_Text section_
......

Once the contextual trigger or triggers are detected by the mobile device, the mobile device initiates and/or performs the degradation protocol 126. The degradation protocol can be carried out in a variety of ways. Typically, the degradation protocol limits access to one or more of the device functions 118 of the mobile device, where the one or more device functions normally provide access to the personal user information 122 or access to the device applications 110. The degradation protocol can limit access to the entire mobile device 102, or can limit access to one or more of the device applications of the mobile device.

In one example implementation, the degradation protocol includes the mobile device 102 powering itself down as a malfunction (i.e., a powering down malfunction). In such an implementation, the mobile device may provide a signal indicating a reason that the mobile device 102 is shutting down. For example, the mobile device 102 can provide a signal having text indicating that the mobile device 102 is shutting down to make updates to one or more of the device applications 110 of the mobile device 102. As another example, the mobile device 102 can provide a signal suggesting that a battery is low followed by powering down the mobile device 102.

In one exemplary implementation, the degradation protocol 126 includes the mobile device 102 exhibiting one or more additional or alternative malfunctions. As one example, the mobile device 102 exhibits the touchscreen malfunction 132 such as being unresponsive to one or more touches of the touchscreen of the mobile device while also being responsive to one or more other touches of the touchscreen. As another example, the display screen of the mobile device 102 can display one or more visual malfunctions, such as a dark screen, spots (e.g., black spots), lines (e.g., green lines), combinations thereof, or the like. in yet another example, the display screen of the mobile device 102 displays one or more indications of a poor network connection, such as by a weak cellular network connection, a lack of one or more specific domains or connections, or the like. As still another example, one or more of the device applications 110 of the mobile device 102 can redirect to alternative digital content, such as advertisements. As another example, for an application that provides access to confidential information or personal property, the mobile device 102 can provide a signal that the application needs to be updated followed by the application providing an indication that it is updating. The skilled artisan will be able to imagine further malfunctions suitable for use in the techniques described herein.

......

_Given records_
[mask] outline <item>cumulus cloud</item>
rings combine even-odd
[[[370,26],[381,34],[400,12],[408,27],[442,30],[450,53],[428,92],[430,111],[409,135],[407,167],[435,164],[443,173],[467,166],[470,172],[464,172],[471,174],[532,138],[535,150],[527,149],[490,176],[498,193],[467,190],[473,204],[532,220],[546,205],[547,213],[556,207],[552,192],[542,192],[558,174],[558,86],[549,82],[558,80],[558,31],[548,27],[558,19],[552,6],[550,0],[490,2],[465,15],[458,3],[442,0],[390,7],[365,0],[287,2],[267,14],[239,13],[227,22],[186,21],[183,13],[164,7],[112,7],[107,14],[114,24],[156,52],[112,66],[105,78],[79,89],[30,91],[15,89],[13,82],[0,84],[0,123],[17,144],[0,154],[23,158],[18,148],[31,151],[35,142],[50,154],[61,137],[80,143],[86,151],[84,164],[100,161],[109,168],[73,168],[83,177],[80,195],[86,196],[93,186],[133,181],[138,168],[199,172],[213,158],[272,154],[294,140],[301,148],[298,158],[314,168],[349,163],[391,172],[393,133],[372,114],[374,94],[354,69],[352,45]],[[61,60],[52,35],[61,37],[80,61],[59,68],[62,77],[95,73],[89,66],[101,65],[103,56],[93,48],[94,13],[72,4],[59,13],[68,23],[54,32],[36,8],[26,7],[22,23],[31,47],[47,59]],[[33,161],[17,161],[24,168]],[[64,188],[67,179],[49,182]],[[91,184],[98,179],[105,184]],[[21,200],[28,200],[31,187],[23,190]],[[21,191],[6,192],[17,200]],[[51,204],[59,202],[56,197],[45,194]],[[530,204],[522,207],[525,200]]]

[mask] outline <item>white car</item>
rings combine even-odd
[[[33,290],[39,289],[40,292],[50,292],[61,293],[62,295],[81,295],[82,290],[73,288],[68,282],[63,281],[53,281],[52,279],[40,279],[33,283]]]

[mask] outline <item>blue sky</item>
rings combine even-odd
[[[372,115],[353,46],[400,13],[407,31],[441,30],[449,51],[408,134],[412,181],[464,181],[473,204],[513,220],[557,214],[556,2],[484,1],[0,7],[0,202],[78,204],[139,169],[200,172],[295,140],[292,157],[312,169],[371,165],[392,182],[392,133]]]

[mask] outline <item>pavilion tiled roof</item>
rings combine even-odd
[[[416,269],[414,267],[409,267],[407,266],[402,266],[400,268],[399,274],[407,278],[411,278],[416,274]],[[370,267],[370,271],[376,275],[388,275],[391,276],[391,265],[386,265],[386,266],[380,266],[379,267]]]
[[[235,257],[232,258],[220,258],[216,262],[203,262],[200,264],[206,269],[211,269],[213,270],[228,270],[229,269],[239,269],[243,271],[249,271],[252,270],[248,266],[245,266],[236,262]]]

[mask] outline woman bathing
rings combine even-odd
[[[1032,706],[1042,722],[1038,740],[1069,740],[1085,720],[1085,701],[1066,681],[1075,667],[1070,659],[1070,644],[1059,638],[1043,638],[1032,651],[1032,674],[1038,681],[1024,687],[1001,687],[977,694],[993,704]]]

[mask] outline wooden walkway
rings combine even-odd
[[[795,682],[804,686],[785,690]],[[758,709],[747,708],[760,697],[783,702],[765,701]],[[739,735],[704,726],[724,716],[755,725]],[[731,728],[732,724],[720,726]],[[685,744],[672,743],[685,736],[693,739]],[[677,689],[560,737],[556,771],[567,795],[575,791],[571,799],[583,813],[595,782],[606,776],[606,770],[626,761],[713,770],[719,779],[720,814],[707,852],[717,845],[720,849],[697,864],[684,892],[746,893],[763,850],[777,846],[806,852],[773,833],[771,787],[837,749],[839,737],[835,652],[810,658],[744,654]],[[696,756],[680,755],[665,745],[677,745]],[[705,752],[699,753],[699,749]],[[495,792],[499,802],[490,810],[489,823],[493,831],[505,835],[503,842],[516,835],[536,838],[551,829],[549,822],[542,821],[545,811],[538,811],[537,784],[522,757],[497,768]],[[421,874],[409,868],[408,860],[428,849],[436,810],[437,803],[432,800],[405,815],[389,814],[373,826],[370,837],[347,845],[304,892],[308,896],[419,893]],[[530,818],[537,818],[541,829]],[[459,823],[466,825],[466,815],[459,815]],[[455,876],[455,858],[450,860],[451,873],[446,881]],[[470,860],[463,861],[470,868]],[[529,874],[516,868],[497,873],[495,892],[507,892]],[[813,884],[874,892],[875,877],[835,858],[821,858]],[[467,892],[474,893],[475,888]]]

......

_Tasks and exercises_
**a)** Reproduce the stretch of the degradation protocol passage from "In one example" through "down the mobile device 102." word for word.
**b)** Pick up the passage on the mobile device's degradation protocol after its final sentence and write what comes next.

_Per-task answers_
**a)**
In one example implementation, the degradation protocol includes the mobile device 102 powering itself down as a malfunction (i.e., a powering down malfunction). In such an implementation, the mobile device may provide a signal indicating a reason that the mobile device 102 is shutting down. For example, the mobile device 102 can provide a signal having text indicating that the mobile device 102 is shutting down to make updates to one or more of the device applications 110 of the mobile device 102. As another example, the mobile device 102 can provide a signal suggesting that a battery is low followed by powering down the mobile device 102.

**b)**
In one or more implementations, the degradation protocol 126 can exhibit one or any combination of the degradation malfunctions 128 as described herein, or others. The one or more malfunctions of the degradation protocol can, upon detection of the one or more contextual triggers 116, be selected randomly, can be pre-selected, or can be based on the one or more contextual triggers that are detected or can be based upon other conditions present before or during the potential risk event. As one example scenario, an authorized device user of the mobile device 102 is using a mapping function of the mobile device to guide the user to a hotel in a geographic location in which the user is unfamiliar and the battery charge is less than 10%. In such a situation, the mobile device 102 may choose a degradation protocol in which the mobile device 102 powers itself down since it is considered more believable that the mobile device 102 would lose power in that scenario rather than the mobile device 102 experiencing an alternative malfunction.

In an implementation of the techniques described herein, a machine learning model (e.g., a neural network, AI algorithms) can be employed to determine whether, based on the contextual triggers and/or the standard contextual conditions, which degradation protocol is to be initiated and/or performed. This machine learning model is referred to herein as the performance machine learning model. The performance machine learning model may be integrated with the initiation machine learning model or may be separate. The performance machine learning model may include artificial intelligence (AI), a machine learning (ML) algorithm, a convolutional neural network (CNN), and/or any other type of machine learning model to monitor contextual conditions, detect the contextual triggers, and/or determine which degradation protocol is to be initiated and/or performed.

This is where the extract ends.